**What is asked:** Print exactly the lines from the line with "of the coastline." to the last line of the data, please, both included.

-------- Extracted entries --------

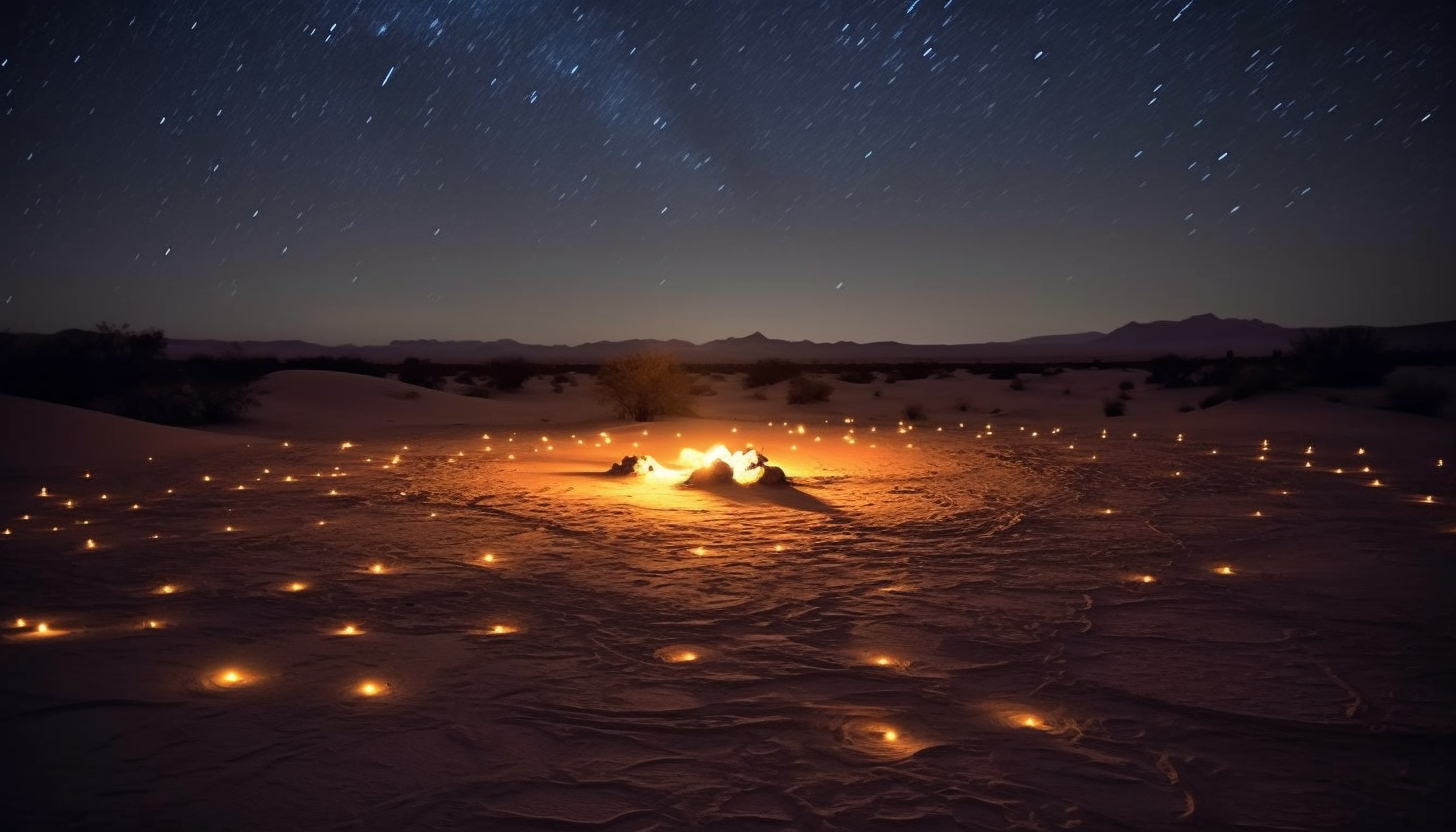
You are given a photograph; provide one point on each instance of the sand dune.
(1156, 621)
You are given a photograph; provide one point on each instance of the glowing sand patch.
(679, 653)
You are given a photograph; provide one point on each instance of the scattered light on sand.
(232, 678)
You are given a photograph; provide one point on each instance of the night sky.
(925, 171)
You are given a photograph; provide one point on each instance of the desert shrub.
(808, 391)
(645, 386)
(421, 373)
(769, 372)
(1340, 357)
(508, 373)
(1415, 397)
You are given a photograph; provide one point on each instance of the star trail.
(562, 172)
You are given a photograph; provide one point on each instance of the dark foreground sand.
(1028, 627)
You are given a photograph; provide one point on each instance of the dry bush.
(645, 386)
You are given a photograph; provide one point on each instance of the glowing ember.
(719, 464)
(230, 678)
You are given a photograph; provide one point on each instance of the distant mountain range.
(1201, 335)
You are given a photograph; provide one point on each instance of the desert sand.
(373, 606)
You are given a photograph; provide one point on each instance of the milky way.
(551, 171)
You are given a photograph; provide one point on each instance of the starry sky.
(552, 171)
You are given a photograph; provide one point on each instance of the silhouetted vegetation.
(124, 372)
(1171, 370)
(645, 386)
(1340, 357)
(808, 391)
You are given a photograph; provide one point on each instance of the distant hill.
(1201, 335)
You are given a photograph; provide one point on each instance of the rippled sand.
(931, 630)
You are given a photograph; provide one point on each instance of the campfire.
(717, 465)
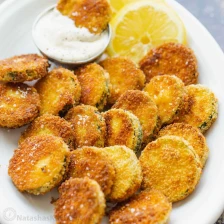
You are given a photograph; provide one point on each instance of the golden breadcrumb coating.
(19, 104)
(128, 172)
(200, 107)
(81, 201)
(48, 124)
(168, 92)
(124, 75)
(88, 125)
(23, 68)
(59, 91)
(94, 81)
(171, 59)
(91, 14)
(147, 207)
(144, 108)
(90, 162)
(171, 166)
(192, 135)
(39, 164)
(123, 128)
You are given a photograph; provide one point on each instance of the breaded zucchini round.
(124, 75)
(201, 107)
(171, 166)
(128, 172)
(171, 59)
(123, 128)
(94, 81)
(168, 92)
(19, 104)
(39, 164)
(192, 135)
(59, 91)
(91, 14)
(90, 162)
(141, 105)
(81, 201)
(48, 124)
(23, 68)
(147, 207)
(88, 125)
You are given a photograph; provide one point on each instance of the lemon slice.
(116, 5)
(142, 25)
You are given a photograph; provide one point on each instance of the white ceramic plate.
(203, 207)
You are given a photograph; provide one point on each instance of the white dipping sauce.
(58, 37)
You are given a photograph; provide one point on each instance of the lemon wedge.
(116, 5)
(142, 25)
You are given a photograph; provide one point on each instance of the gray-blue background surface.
(211, 15)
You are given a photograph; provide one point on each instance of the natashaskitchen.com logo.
(10, 215)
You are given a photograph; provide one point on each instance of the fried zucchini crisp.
(192, 135)
(81, 201)
(90, 162)
(88, 125)
(19, 104)
(59, 91)
(124, 75)
(171, 166)
(39, 164)
(23, 68)
(128, 174)
(91, 14)
(168, 93)
(200, 109)
(147, 207)
(123, 128)
(144, 108)
(171, 59)
(48, 124)
(94, 81)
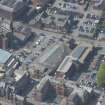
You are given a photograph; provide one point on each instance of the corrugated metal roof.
(4, 56)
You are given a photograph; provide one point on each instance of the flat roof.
(65, 65)
(78, 52)
(4, 56)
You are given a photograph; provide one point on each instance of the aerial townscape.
(52, 52)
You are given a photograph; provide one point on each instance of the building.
(3, 42)
(66, 68)
(81, 52)
(38, 4)
(12, 9)
(8, 62)
(49, 60)
(20, 37)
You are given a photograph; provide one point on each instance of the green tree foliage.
(101, 75)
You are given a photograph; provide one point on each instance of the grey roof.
(4, 56)
(53, 55)
(78, 52)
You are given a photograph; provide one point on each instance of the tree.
(101, 75)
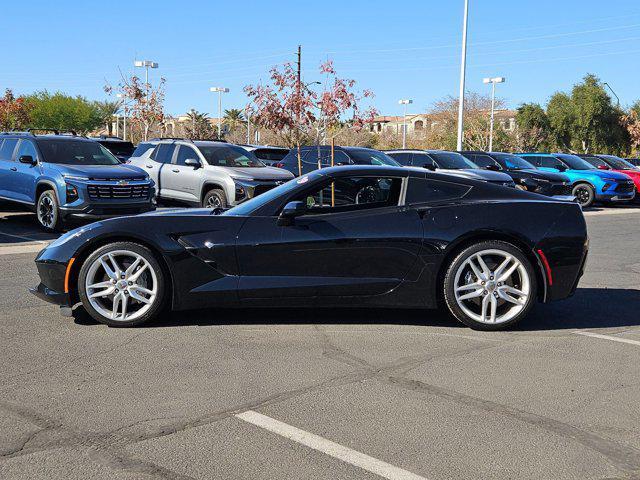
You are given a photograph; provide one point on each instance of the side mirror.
(192, 162)
(291, 211)
(28, 159)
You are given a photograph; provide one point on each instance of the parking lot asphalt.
(336, 393)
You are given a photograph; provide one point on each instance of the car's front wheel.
(48, 211)
(122, 284)
(585, 194)
(490, 285)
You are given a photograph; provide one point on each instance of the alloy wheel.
(492, 286)
(46, 211)
(121, 285)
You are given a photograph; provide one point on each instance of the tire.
(48, 212)
(214, 199)
(585, 194)
(139, 285)
(482, 285)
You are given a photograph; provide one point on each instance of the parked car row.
(65, 176)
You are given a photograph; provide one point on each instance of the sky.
(408, 49)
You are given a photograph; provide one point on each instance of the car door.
(24, 176)
(7, 165)
(180, 181)
(354, 240)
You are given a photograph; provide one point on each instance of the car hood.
(477, 174)
(103, 171)
(259, 173)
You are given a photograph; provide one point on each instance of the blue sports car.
(589, 184)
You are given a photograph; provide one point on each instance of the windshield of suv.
(371, 157)
(229, 156)
(513, 162)
(72, 152)
(618, 163)
(574, 162)
(452, 160)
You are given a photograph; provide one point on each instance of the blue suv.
(588, 183)
(67, 176)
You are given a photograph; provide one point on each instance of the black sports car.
(524, 174)
(344, 236)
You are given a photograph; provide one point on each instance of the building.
(425, 122)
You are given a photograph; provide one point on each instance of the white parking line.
(609, 337)
(328, 447)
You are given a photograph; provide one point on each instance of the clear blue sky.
(404, 49)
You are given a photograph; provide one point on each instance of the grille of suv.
(625, 187)
(118, 191)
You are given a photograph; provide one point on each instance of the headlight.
(72, 193)
(75, 177)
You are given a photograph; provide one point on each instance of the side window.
(163, 152)
(483, 161)
(422, 159)
(403, 158)
(8, 146)
(26, 147)
(421, 190)
(352, 193)
(550, 162)
(185, 152)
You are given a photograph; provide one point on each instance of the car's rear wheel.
(122, 284)
(490, 285)
(48, 211)
(215, 199)
(585, 194)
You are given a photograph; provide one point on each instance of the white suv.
(208, 174)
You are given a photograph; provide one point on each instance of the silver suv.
(208, 174)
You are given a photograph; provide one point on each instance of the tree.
(533, 128)
(299, 114)
(106, 110)
(198, 126)
(147, 104)
(62, 112)
(587, 120)
(14, 112)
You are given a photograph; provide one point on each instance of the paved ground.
(326, 394)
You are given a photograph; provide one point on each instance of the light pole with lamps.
(404, 102)
(146, 64)
(493, 82)
(220, 91)
(463, 67)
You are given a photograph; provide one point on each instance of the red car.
(617, 164)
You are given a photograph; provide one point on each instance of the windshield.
(452, 160)
(229, 156)
(618, 163)
(71, 152)
(574, 162)
(513, 162)
(254, 203)
(119, 148)
(371, 157)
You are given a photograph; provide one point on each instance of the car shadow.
(588, 308)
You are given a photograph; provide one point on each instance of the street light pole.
(404, 102)
(220, 91)
(493, 82)
(463, 67)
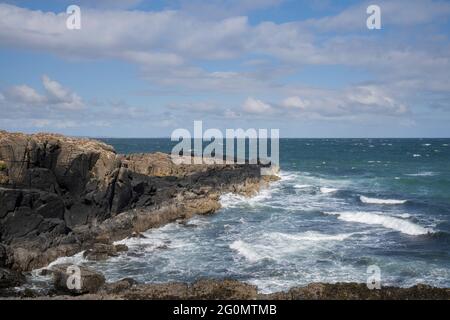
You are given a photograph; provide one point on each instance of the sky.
(145, 68)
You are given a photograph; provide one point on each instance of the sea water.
(340, 206)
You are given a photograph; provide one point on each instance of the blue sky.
(144, 68)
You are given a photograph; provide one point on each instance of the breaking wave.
(381, 201)
(398, 224)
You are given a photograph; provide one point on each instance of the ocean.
(340, 206)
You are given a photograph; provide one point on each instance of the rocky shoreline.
(60, 196)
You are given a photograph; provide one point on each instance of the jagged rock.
(121, 248)
(90, 280)
(9, 278)
(100, 251)
(60, 194)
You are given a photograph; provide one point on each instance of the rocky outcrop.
(61, 195)
(209, 289)
(10, 278)
(81, 280)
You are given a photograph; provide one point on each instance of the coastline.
(124, 196)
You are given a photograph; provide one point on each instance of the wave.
(398, 224)
(422, 174)
(310, 236)
(328, 190)
(380, 201)
(278, 246)
(232, 200)
(247, 251)
(302, 186)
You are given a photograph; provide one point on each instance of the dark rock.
(60, 194)
(121, 248)
(64, 279)
(10, 278)
(100, 251)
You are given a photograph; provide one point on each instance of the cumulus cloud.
(171, 48)
(352, 102)
(56, 96)
(252, 105)
(25, 94)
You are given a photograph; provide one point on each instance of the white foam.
(246, 250)
(231, 200)
(381, 201)
(302, 186)
(310, 236)
(388, 222)
(278, 246)
(328, 190)
(422, 174)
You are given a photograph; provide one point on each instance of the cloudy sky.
(144, 68)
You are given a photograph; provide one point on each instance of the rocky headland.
(60, 196)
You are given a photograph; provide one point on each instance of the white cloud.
(25, 94)
(23, 97)
(61, 96)
(295, 102)
(252, 105)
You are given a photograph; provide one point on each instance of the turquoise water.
(340, 206)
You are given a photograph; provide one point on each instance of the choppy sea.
(340, 206)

--------

**Answer for this exercise:**
You are given a photograph; provide one point on each instance of the coastline.
(124, 196)
You are given a photograph; provide one point on each instance of the wave.
(398, 224)
(422, 174)
(310, 236)
(328, 190)
(380, 201)
(278, 246)
(232, 200)
(247, 251)
(302, 186)
You are given a photograph; provide one point on each instance of the dark rock.
(60, 194)
(121, 248)
(64, 279)
(10, 278)
(100, 251)
You are given a photograph; provide one point on each instance of the cumulus cloud.
(171, 48)
(352, 102)
(56, 96)
(252, 105)
(25, 94)
You are given a photograph; provide one point on each instance of the white foam.
(246, 250)
(231, 200)
(381, 201)
(302, 186)
(310, 236)
(388, 222)
(278, 246)
(328, 190)
(422, 174)
You are given a photograph; provide one point on each instance of the cloudy sky.
(144, 68)
You are given a photograph; provide one point on each instance of the rocky headland.
(60, 196)
You are given a photograph; provide one point on each instance of the white cloud.
(25, 94)
(23, 97)
(61, 96)
(295, 102)
(252, 105)
You are given a photograph; provide one point on each instance of the turquoise water.
(340, 206)
You are given a photograph; provide one point on each instance of the choppy sea.
(340, 206)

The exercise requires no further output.